Top of Extract provided

Introduction: Arthrogryposis comprises nonprogressive conditions,  which are characterized by multiple joint contractures. These include a group of autosomal dominant disorders that mainly involve the distal parts of the limbs without a primary neurological and/or muscle disease – the distal arthrogryposis (DA). The various phenotypic forms of DA are designated DA1 through DA10 and present genetic heterogeneity. DA type 2B (DA2B) or Sheldon-Hall Syndrome (SHS, OMIM 601680) is similar to DA1, but affected individuals tend to have typical craniofacial dysmorphisms. DA2B is thought to be the most common of the distal arthrogryposis disorders.
Aims: Provide evidence highlighting the importance of establishing a definitive genetic diagnosis in patients with DA, in order to provide adequate Genetic Counseling (GC) and offer Prenatal Diagnosis (PND) / Preimplantation Genetic Diagnosis (PGD) in future pregnancies.

Bottom of Extract provided
Top of Material provided

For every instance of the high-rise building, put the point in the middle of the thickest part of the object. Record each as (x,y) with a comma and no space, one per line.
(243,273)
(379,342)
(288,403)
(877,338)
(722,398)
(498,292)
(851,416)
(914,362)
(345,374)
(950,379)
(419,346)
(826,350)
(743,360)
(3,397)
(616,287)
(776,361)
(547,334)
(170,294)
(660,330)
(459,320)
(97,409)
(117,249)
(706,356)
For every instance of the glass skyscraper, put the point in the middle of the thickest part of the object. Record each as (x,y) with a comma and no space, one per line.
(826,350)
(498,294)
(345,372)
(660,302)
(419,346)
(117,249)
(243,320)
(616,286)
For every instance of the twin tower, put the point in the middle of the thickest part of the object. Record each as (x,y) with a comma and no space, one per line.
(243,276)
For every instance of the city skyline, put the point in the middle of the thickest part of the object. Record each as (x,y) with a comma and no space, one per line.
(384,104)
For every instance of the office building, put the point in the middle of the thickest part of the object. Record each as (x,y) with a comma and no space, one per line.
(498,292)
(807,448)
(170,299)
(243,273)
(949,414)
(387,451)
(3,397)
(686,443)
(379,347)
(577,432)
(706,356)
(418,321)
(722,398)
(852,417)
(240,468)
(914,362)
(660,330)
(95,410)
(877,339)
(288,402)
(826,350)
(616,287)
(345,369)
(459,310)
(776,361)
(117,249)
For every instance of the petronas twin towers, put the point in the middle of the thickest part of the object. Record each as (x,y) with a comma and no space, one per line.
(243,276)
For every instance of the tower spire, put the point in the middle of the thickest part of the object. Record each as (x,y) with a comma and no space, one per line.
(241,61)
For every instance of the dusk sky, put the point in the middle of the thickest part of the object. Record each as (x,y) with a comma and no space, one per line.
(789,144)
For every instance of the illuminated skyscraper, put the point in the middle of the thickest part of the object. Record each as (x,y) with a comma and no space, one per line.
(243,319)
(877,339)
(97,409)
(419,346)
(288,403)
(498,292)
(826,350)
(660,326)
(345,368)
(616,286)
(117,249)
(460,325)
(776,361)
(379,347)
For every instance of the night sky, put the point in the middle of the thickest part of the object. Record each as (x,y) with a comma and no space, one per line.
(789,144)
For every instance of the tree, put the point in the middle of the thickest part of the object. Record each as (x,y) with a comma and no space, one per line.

Bottom of Material provided

From the passage on distal arthrogryposis, pull out verbatim the part that opens with the words "Introduction: Arthrogryposis comprises" and closes with "distal arthrogryposis disorders.". The material was taken from a different source than the passage on distal arthrogryposis.

> _Expected answer_
Introduction: Arthrogryposis comprises nonprogressive conditions,  which are characterized by multiple joint contractures. These include a group of autosomal dominant disorders that mainly involve the distal parts of the limbs without a primary neurological and/or muscle disease – the distal arthrogryposis (DA). The various phenotypic forms of DA are designated DA1 through DA10 and present genetic heterogeneity. DA type 2B (DA2B) or Sheldon-Hall Syndrome (SHS, OMIM 601680) is similar to DA1, but affected individuals tend to have typical craniofacial dysmorphisms. DA2B is thought to be the most common of the distal arthrogryposis disorders.